> **Exercise brief**: Once the line with "Give the mask of every instance of the front bumper." is found in the entries below, repeat it and each following line exactly, up to and including the line with "Give the mask of every instance of the blue". Add no other lines.

-- Data provided follows --

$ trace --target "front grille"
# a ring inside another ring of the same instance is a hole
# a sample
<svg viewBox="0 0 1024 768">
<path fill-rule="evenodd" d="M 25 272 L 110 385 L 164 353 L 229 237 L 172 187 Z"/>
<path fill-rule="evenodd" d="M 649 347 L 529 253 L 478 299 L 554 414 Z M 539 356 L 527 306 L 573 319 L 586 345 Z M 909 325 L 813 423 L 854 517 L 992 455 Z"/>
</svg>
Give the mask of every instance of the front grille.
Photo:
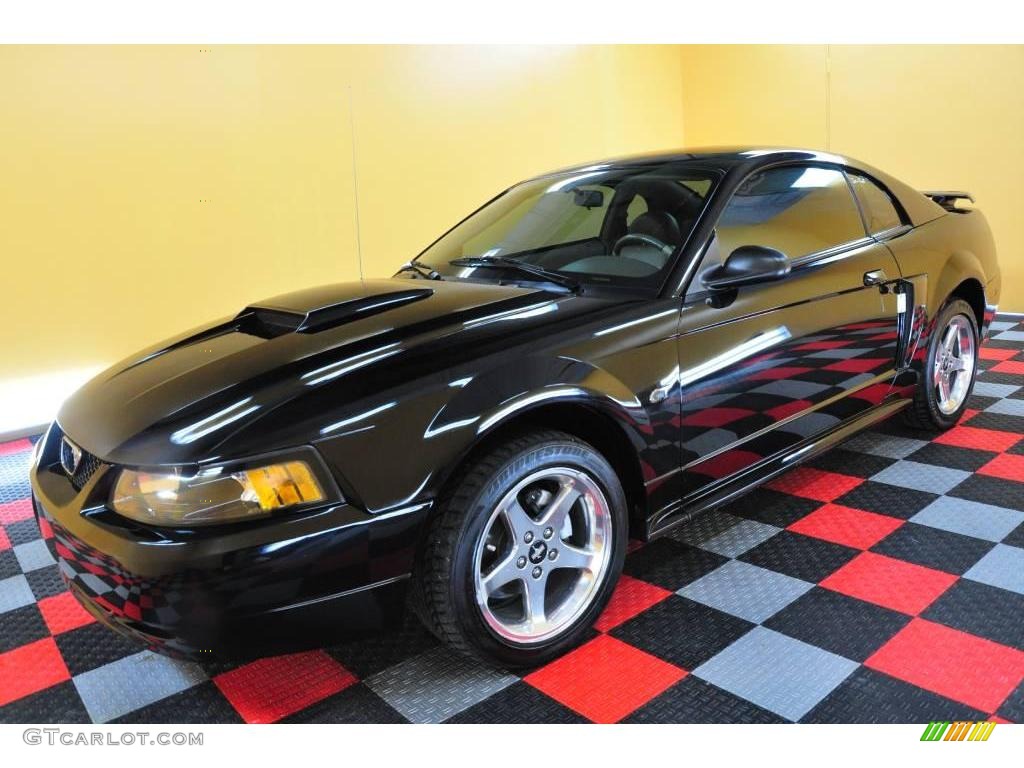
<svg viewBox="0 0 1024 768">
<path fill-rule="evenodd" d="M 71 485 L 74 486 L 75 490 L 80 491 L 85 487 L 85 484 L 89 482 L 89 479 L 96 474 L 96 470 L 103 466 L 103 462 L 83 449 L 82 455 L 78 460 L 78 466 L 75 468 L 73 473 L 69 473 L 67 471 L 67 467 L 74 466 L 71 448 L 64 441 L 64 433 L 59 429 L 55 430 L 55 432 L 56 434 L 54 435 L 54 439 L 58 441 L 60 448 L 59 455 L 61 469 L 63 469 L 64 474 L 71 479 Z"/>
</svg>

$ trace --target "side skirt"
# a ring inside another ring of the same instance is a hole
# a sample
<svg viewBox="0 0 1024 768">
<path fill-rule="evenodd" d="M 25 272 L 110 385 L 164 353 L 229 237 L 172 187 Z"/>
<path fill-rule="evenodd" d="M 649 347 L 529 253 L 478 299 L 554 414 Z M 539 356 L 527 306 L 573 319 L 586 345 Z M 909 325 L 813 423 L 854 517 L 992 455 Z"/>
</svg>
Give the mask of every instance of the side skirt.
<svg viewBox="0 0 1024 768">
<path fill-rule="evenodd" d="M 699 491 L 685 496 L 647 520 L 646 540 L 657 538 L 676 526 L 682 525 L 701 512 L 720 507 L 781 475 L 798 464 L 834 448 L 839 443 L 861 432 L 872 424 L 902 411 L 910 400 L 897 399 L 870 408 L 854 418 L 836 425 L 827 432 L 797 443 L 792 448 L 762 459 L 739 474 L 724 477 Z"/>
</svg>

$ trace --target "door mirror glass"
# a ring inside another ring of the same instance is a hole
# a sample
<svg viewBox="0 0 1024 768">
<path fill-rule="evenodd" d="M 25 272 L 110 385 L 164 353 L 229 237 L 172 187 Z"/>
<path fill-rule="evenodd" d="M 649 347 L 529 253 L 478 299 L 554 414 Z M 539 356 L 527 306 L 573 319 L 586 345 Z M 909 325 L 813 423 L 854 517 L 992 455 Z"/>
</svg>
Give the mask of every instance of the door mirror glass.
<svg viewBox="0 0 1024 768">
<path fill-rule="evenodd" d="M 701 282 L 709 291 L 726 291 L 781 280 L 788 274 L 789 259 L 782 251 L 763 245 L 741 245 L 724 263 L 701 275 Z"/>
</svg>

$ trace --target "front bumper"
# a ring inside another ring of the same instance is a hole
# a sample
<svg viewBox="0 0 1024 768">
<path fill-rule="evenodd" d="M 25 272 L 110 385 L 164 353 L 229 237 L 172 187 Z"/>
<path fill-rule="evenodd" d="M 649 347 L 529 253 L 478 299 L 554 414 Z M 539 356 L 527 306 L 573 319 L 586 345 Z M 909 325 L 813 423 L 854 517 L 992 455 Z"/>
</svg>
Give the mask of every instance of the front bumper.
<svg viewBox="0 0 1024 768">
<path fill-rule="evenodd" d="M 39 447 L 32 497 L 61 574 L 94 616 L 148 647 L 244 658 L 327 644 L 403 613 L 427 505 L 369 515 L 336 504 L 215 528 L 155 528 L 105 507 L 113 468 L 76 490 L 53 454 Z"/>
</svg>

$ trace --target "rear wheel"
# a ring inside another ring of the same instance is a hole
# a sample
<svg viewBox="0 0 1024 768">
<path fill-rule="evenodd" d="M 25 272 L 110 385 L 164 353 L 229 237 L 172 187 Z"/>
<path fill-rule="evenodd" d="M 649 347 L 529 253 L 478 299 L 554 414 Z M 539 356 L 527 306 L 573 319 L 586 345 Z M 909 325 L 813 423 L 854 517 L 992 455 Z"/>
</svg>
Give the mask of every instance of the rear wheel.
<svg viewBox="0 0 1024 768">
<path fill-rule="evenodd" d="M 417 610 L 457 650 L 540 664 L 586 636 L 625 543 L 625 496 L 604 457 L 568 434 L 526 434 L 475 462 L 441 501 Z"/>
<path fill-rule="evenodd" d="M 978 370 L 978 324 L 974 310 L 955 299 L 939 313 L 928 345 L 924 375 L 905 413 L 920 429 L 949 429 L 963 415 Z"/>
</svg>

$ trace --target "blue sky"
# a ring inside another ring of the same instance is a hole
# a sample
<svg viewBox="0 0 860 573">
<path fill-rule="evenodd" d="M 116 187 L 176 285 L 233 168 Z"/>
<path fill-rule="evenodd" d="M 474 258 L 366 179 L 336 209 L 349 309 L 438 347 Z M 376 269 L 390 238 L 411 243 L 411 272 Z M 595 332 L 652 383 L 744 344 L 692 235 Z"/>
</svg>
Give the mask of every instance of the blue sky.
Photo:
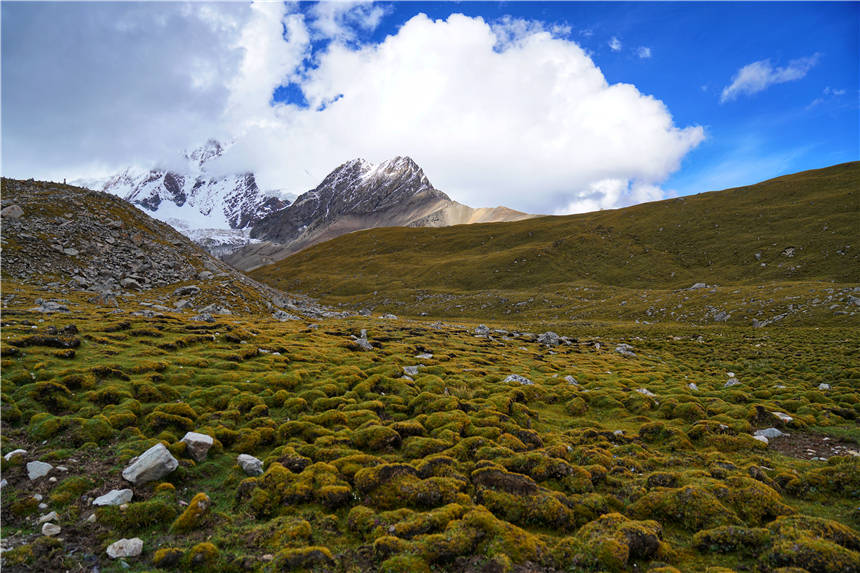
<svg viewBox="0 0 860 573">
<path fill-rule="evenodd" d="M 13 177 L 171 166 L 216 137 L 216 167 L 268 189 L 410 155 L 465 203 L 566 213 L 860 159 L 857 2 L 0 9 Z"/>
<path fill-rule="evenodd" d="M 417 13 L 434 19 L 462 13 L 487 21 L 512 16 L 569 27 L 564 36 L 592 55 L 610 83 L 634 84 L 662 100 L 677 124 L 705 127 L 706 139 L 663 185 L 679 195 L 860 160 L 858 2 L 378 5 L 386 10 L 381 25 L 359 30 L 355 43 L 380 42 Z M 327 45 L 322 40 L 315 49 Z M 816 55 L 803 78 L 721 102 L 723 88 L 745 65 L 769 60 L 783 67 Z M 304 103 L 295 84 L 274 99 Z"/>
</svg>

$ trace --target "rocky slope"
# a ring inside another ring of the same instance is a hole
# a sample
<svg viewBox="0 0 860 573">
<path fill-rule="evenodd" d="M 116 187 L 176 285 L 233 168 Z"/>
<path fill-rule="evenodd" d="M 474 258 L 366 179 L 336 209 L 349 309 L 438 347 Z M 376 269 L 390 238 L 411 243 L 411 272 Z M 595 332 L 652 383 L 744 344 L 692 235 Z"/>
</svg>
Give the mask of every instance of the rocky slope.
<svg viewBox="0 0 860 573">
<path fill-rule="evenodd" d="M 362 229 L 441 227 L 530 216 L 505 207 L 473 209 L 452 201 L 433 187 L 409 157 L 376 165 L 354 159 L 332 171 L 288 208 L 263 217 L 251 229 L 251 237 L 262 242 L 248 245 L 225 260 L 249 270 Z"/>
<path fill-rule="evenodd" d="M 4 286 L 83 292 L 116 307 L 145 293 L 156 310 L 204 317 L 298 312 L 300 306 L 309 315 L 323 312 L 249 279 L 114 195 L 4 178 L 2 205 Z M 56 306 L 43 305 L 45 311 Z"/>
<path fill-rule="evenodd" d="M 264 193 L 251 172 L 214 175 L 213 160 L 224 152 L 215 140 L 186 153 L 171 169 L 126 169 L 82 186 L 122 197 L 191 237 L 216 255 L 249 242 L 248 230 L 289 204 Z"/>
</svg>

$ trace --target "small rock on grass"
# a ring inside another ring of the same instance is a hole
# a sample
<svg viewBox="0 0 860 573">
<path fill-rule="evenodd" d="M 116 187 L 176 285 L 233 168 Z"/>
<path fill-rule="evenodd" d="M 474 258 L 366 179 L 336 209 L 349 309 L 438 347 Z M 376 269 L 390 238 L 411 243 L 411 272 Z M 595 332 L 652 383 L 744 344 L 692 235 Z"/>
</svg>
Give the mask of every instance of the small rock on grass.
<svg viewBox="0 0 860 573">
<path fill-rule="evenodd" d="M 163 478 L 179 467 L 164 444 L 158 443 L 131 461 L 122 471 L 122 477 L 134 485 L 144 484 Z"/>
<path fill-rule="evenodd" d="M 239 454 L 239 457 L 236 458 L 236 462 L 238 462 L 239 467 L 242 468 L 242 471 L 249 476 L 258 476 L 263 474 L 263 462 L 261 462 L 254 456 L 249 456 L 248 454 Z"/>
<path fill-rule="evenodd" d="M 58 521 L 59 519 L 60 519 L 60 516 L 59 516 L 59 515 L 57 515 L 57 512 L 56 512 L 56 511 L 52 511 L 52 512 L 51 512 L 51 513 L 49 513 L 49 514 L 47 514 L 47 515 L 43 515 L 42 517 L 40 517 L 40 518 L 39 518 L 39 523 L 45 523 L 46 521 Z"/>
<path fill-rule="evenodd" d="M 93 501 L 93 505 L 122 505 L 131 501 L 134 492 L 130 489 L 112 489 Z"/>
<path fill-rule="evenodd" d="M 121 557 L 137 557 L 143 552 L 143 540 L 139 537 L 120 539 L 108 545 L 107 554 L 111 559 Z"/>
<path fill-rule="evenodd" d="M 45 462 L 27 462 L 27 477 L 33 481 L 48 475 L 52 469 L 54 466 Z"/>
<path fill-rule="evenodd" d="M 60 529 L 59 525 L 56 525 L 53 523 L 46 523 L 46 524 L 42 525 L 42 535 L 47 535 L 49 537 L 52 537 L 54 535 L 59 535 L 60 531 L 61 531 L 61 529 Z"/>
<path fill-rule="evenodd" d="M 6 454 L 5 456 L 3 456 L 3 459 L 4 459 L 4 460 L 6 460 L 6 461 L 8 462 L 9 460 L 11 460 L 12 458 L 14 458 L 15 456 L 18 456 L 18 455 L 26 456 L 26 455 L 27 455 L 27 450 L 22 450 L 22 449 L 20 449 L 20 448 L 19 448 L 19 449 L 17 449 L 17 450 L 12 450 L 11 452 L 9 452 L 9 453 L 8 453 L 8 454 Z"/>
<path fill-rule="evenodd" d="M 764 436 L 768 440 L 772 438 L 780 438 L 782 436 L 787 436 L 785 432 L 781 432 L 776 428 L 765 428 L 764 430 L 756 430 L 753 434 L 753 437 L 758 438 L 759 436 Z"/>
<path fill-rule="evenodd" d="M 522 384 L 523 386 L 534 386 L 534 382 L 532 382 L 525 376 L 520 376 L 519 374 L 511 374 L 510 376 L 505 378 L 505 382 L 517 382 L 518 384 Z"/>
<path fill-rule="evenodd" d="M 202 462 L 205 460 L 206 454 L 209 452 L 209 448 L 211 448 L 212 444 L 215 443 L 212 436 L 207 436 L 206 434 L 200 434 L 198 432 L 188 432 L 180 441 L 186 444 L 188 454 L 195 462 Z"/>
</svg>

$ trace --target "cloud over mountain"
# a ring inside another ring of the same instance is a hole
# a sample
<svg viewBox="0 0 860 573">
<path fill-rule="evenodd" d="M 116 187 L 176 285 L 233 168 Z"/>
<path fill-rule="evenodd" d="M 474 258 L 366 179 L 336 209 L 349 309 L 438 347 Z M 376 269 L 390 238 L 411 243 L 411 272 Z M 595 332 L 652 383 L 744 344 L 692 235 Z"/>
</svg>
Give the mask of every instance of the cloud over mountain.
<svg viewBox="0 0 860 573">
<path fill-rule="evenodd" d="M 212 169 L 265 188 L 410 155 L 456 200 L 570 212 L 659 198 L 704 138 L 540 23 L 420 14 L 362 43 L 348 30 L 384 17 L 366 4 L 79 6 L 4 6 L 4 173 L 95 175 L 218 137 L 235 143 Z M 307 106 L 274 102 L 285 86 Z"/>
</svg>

-- Data provided concluded --

> **Exercise result**:
Give the mask of every instance of the front bumper.
<svg viewBox="0 0 1024 768">
<path fill-rule="evenodd" d="M 39 447 L 32 497 L 61 574 L 94 616 L 148 647 L 244 658 L 327 644 L 403 613 L 427 505 L 369 515 L 336 504 L 215 528 L 155 528 L 105 507 L 113 468 L 76 490 L 53 454 Z"/>
</svg>

$ trace --target "rear wheel"
# a ring inside another ring of the same instance is a hole
# a sample
<svg viewBox="0 0 1024 768">
<path fill-rule="evenodd" d="M 25 272 L 110 385 L 164 353 L 229 237 L 172 187 Z"/>
<path fill-rule="evenodd" d="M 649 347 L 529 253 L 478 299 L 554 414 Z M 539 356 L 527 306 L 573 319 L 586 345 Z M 909 325 L 813 423 L 854 517 L 992 455 Z"/>
</svg>
Give the mask of every instance of the rear wheel.
<svg viewBox="0 0 1024 768">
<path fill-rule="evenodd" d="M 417 610 L 457 650 L 540 664 L 586 636 L 625 543 L 625 496 L 604 457 L 568 434 L 526 434 L 475 462 L 441 501 Z"/>
<path fill-rule="evenodd" d="M 978 370 L 978 324 L 974 310 L 955 299 L 939 313 L 928 345 L 924 375 L 905 413 L 920 429 L 949 429 L 963 415 Z"/>
</svg>

$ trace --target "blue sky"
# a ring inside another ring of the same instance is a hole
# a sample
<svg viewBox="0 0 860 573">
<path fill-rule="evenodd" d="M 116 187 L 176 285 L 233 168 Z"/>
<path fill-rule="evenodd" d="M 474 258 L 366 179 L 336 209 L 349 309 L 438 347 Z M 376 269 L 390 238 L 411 243 L 411 272 Z M 595 332 L 652 383 L 744 344 L 692 235 Z"/>
</svg>
Give the mask of every instance of the blue sky.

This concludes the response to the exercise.